(DOCUMENT EXTRACT Opens)
Village in Ceredigion, Wales

Penparcau (/cy/) is a village and electoral ward in Ceredigion, Wales, situated to the south of Aberystwyth.

The original village was a hamlet, but the building of extensive Art Deco style semi-detached social housing from the 1920s on transformed it. It lies in the shadow of the Celtic Iron Age hill fort of Pen Dinas, and between the sea at Tan Y Bwlch beach, the River Ystwyth and the Rheidol. Penparcau has the only UNESCO Biosphere reserve in the Dyfi Biosphere. A section of the Wales Coast Path runs over Tan y Bwlch beach.

There is an Anglican church named after the Saint Anne, a Roman Catholic church named after the Welsh Martyrs, which is noted in "Architecture of Wales, Carmarthenshire and Ceredigion" and is home to a Lampedusa Cross, as well as two Methodist chapels and a Quaker meeting house. The recently closed Tollgate pub was named after the original tollgate that stood on the old toll road at the top of Penparcau and is now in St Fagans National History Museum near Cardiff.
(DOCUMENT EXTRACT Closes)
(RECORDS SUPPLIED Opens)
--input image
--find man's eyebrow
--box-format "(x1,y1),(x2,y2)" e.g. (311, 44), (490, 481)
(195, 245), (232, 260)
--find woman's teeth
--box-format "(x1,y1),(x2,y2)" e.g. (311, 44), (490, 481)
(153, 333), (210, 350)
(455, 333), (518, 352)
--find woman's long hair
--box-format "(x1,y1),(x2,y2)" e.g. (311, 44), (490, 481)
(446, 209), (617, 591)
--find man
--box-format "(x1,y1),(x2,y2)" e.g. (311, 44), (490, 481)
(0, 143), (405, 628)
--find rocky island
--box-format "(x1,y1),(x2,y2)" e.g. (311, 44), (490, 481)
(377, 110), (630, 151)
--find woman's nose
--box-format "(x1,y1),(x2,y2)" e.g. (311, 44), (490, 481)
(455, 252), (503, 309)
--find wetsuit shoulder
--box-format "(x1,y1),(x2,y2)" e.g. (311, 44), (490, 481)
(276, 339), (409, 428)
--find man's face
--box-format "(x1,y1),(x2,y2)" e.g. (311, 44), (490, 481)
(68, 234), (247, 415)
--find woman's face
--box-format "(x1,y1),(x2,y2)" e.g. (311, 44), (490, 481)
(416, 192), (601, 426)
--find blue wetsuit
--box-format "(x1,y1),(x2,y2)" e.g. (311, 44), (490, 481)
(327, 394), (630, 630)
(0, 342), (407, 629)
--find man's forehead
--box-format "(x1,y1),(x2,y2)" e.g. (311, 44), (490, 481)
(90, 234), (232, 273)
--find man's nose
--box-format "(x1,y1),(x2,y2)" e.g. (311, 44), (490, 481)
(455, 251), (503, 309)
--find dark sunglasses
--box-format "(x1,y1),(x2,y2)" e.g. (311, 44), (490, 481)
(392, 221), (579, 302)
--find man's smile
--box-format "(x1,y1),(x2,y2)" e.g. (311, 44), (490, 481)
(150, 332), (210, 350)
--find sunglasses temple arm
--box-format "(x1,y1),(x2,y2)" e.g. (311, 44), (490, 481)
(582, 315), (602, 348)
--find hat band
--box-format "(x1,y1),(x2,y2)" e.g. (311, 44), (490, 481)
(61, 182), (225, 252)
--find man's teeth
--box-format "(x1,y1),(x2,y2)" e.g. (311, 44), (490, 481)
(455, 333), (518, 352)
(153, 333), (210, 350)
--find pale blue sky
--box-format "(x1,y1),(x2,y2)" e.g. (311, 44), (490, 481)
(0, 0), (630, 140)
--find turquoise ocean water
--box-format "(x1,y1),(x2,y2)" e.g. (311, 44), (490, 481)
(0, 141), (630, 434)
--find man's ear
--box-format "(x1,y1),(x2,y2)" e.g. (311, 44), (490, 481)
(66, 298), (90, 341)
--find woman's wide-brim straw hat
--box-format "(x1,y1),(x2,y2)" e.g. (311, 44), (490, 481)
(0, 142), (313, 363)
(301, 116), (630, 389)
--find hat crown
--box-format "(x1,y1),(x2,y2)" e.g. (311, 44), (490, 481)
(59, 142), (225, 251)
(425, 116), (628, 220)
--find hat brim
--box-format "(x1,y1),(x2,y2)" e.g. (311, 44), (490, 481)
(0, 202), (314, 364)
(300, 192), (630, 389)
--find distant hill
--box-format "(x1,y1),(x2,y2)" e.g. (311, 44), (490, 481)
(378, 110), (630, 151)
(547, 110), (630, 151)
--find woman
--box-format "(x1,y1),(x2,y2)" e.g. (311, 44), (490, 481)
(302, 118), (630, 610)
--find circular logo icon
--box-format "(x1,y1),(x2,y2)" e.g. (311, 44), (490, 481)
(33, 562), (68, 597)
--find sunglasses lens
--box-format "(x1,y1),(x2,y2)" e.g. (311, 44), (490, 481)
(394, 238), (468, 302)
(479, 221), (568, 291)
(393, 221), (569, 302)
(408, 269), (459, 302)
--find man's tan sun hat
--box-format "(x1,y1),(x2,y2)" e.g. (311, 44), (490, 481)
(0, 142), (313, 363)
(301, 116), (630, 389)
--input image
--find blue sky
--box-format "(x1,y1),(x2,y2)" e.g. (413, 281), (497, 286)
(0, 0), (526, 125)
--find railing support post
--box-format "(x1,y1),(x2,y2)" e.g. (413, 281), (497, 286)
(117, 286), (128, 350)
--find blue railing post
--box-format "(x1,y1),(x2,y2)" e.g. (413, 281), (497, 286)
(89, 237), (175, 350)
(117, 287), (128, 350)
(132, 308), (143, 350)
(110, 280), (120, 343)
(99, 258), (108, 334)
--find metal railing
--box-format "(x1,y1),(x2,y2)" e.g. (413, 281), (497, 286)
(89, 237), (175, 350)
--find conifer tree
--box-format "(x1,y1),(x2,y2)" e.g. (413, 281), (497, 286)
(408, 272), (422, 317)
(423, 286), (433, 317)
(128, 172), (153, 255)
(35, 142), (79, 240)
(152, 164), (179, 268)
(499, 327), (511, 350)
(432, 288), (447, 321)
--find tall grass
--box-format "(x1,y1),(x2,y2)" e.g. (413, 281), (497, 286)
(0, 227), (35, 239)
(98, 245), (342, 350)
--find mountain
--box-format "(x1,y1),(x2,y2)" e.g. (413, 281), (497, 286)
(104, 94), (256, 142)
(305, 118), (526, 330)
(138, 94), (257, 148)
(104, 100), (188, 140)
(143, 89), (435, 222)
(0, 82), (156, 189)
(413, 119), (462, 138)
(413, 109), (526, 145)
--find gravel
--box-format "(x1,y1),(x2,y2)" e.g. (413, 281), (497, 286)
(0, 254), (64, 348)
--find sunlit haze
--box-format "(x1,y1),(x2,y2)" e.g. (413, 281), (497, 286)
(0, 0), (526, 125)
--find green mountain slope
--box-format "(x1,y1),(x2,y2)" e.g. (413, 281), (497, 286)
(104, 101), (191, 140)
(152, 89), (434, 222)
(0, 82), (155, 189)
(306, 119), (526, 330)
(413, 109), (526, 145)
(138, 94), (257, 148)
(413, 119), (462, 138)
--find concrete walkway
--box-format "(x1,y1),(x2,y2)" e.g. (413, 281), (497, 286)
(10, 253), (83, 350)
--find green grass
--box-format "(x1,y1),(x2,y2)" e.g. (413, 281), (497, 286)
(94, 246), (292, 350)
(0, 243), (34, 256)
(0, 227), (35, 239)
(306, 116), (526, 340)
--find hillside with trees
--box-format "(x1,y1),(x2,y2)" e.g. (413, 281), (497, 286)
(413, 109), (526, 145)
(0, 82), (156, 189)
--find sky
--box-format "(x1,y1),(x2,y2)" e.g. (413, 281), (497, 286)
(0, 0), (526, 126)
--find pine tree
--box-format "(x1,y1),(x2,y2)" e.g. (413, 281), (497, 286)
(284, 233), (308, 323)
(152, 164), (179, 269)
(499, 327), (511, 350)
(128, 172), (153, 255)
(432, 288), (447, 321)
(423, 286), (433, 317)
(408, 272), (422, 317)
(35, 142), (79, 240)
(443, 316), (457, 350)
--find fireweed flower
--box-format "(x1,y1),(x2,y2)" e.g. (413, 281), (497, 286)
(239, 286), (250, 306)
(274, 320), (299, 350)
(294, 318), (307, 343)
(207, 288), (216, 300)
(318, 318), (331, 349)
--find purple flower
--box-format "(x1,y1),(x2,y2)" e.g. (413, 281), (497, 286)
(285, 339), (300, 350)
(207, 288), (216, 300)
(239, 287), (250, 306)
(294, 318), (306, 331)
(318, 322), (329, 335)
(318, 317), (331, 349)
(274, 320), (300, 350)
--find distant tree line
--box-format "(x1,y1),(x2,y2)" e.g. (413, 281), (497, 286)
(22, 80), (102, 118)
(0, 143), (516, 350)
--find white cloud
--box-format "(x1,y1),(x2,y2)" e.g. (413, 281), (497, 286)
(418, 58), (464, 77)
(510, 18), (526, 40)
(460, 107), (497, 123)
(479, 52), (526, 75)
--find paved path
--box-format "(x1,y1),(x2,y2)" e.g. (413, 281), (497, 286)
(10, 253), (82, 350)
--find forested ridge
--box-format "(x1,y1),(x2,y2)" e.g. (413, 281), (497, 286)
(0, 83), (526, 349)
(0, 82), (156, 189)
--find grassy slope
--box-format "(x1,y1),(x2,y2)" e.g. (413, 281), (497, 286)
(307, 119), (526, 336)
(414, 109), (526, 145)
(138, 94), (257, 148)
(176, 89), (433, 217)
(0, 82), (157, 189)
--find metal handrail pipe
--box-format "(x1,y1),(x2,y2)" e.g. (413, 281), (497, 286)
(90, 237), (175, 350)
(RECORDS SUPPLIED Closes)
# WORK TO COMPLETE
1. Rewrite the paragraph of the Penparcau text that begins "The original village was a hamlet" as a short bulleted list, keeping its main facts.
2. Use the Penparcau text to answer each of these:
(a) Which town is Penparcau south of?
(b) What is the Anglican church in Penparcau named after?
(c) Where is the original tollgate now?
3. Continue the Penparcau text from the point where it stops.

# PER-TASK ANSWERS
1.
- Penparcau began as a hamlet. From the 1920s on, a large amount of Art Deco style semi-detached social housing was built, which transformed it.
- It lies in the shadow of Pen Dinas, a Celtic Iron Age hill fort.
- It sits between the sea at Tan Y Bwlch beach, the River Ystwyth and the Rheidol.
- Penparcau has the only UNESCO Biosphere reserve in the Dyfi Biosphere.
- A section of the Wales Coast Path runs over Tan y Bwlch beach.

2.
(a) Aberystwyth
(b) Saint Anne
(c) In St Fagans National History Museum near Cardiff

3.
Penparcau has its own woodland, Coed Geufron run by the Woodland Trust and its own police station. Other amenities have included a post office, two supermarkets, a garage, holiday park and hotel and two fish and chip shops. Until late 2007, it also had its own travel agent.

In 2008, Penparcau played a part in the transition town movement in Wales when it hosted the "Alternative Energy and Transport Festival" in Neuadd Goffa, attended by the local MP and mayor. At the bottom of the valley, just below Penparcau, is a Welsh Government office building, designed to house more than 550 staff.

==Toponym==
The name derives from the Welsh for "top of the fields" (Pen + parc(i)au). It is referred to as Pen y Parkiau in 1756, and variously in the 19th century as "Penparke", "Penparkey", "Pen Parciau" and "Pen-parcau".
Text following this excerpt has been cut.